__What to work on__
Continue the news article about the Intercommunity Religious Network's closing, starting after its last sentence.

Chicagoland

Going out ‘with our colors flying’

By Michelle Martin | Staff writer
Sunday, April 24, 2011

The Intercommunity Religious Network will celebrate its 25th anniversary with a May 1 Mass — and close its doors after a quarter-century of encouraging collaboration among religious congregations as they worked to house and care for aging members.

“It’s important for us to go out with our colors flying,” said IBVM Sister Jean Akroi, the network’s executive director.

The group came together as the Intercommunity Religious Project, growing out of discussions among members of the Leadership Council of Women Religious in the region about the difficulty some communities were having. Several, especially the smaller communities, could not afford dedicated nursing facilities for their infirm members. Others were facing issues providing housing for members whose convents had closed.

At the time, Akroi said, there were 8,000 women religious in Illinois, 5,000 of them in the Chicago area.

“That’s quite a bit more than we have now,” she said.

With help from St. Joseph’s Hospital in Chicago, which provided office space and help in planning, the group worked to share information through a directory, newsletter and educational programs; to establish collaborative arrangements for long-term health care; and to form a subcommittee working on housing issues The Archdiocese of Chicago’s Priests’ Retirement Mutual Aid Association joined the network in 1988, and the first men’s religious communities joined in 1989.

The group looked for an existing health care facility that could offer shared long-term space to members of religious communities; when no facility was found, the Resurrection Sisters developed Resurrection Life Center, which opened in 1997 in Chicago. One floor of the center is dedicated to priests and men and women religious, and an advisory board made up of members of religious congregations still participates at the center.

__Listed records__
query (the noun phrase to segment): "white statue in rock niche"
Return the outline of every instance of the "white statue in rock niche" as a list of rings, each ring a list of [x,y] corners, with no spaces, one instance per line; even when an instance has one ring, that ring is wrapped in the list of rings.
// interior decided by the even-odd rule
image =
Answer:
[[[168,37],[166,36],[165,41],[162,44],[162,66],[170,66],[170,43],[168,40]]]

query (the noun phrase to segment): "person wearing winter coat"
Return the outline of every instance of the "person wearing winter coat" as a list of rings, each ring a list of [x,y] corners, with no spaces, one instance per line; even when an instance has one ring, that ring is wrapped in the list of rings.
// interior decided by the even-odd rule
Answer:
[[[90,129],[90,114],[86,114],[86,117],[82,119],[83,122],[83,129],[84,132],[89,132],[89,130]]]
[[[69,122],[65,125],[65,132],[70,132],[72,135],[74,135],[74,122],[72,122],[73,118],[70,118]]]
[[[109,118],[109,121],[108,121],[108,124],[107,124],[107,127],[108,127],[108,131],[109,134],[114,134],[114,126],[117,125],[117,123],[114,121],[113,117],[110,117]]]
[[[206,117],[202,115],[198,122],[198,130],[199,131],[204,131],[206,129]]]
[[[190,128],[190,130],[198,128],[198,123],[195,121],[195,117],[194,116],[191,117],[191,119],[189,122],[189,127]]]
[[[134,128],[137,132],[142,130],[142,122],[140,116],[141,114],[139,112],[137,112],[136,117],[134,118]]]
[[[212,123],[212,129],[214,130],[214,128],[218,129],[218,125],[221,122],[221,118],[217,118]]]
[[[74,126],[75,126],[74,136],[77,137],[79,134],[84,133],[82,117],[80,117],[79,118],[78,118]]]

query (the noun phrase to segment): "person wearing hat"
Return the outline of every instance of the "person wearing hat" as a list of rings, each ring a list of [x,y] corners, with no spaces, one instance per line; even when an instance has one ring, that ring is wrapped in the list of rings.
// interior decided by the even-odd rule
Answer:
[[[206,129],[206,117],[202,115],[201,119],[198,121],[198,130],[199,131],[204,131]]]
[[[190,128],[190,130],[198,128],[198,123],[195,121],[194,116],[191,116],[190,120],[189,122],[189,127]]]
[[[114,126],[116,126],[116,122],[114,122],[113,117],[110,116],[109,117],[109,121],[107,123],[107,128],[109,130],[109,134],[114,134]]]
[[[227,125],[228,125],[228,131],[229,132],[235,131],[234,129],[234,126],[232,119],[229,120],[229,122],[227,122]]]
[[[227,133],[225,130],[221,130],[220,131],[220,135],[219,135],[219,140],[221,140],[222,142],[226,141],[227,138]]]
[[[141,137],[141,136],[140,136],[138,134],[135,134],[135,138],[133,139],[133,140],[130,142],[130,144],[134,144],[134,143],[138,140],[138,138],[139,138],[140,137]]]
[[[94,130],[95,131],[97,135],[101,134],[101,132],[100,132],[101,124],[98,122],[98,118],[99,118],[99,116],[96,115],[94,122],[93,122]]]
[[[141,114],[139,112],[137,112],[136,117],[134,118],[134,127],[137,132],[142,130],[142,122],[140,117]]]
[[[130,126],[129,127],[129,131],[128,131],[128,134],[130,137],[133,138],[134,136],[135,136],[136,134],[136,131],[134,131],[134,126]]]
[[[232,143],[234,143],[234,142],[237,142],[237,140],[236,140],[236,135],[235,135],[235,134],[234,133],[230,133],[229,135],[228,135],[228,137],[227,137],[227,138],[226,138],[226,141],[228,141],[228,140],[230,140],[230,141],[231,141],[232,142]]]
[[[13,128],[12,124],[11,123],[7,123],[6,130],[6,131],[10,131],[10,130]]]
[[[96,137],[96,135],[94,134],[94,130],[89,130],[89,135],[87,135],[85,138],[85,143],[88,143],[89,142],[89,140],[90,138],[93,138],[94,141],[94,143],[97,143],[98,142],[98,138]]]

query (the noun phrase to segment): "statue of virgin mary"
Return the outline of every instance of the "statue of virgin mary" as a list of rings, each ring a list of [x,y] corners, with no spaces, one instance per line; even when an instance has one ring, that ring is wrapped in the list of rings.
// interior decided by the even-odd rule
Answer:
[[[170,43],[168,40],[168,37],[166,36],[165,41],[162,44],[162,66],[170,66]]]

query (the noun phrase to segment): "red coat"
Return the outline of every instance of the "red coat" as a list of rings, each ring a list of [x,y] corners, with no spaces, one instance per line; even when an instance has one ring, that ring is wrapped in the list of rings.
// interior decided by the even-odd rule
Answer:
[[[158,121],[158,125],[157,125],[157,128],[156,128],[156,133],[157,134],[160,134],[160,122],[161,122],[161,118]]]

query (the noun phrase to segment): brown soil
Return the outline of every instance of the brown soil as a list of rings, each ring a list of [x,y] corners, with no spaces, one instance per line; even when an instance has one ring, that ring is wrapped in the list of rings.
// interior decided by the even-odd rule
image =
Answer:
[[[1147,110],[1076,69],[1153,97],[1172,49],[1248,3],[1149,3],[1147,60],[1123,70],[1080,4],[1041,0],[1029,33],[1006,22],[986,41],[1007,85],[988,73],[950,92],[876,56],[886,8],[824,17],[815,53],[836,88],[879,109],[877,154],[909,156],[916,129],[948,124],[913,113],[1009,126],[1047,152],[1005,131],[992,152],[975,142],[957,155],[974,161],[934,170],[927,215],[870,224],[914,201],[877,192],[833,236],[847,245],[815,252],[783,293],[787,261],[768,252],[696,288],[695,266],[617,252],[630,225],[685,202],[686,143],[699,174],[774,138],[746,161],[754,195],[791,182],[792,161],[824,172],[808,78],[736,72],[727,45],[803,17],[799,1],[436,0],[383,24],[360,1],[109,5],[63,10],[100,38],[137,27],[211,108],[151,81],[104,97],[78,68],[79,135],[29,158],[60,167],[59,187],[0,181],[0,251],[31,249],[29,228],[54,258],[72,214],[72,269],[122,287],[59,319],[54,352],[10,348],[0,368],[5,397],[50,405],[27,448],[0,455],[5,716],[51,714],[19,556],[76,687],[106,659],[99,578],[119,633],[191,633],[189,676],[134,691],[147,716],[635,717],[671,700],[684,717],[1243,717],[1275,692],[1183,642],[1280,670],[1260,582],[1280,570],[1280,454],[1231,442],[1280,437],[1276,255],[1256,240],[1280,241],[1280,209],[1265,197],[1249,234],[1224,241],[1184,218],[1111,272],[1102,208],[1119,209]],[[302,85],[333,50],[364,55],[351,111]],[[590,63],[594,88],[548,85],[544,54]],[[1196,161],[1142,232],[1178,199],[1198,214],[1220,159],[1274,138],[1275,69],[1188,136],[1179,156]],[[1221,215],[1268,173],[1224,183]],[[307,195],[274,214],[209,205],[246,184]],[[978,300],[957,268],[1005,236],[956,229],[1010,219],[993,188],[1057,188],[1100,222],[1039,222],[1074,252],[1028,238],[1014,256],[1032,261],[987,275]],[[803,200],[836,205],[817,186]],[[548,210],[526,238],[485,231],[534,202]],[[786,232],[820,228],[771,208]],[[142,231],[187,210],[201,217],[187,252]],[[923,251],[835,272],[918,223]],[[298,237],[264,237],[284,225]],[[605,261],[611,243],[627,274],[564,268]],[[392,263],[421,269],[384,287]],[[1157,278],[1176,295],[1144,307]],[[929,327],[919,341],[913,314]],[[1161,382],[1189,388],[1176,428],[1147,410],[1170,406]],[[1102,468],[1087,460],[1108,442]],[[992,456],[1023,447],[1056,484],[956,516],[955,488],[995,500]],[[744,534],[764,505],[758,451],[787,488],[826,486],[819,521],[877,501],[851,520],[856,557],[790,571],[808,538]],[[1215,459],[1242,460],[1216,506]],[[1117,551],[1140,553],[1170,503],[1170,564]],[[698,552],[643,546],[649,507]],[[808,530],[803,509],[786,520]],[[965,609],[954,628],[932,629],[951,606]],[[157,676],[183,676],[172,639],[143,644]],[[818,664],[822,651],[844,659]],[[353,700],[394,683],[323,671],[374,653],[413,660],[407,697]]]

__Exercise answer__
An offshoot organization developed Roosevelt Place, a senior living building that serves retired religious and laypeople near Holy Family Church on Roosevelt Road. The building, which has 68 units, opened in 2007.

Meanwhile, the Franciscan Sisters of Chicago opened Marian Village in Homer Glen in 2005. Six religious communities collaborated in the creation of Marian Village, which has independent and assisted-living facilities.

With fewer religious in the area, and those that remain aging, Akroi said it was time to bring the network to an end.

“All of our members are getting older,” she said. “We have issues with sisters being able to drive to meetings and things like that.”

She is proud that the Intercommunity Religious Network is the only group of its kind that exists independent of a specific hospital or health care facility, and she is proud that its members decided to stop on their own terms.

“We’ll have a celebration and do this with some dignity,” she said.

The 25th anniversary Mass will be celebrated at 11 a.m. May 1 in the chapel of the Congregation of St. Joseph Ministry Center, 1515 W. Ogden Ave., LaGrange Park.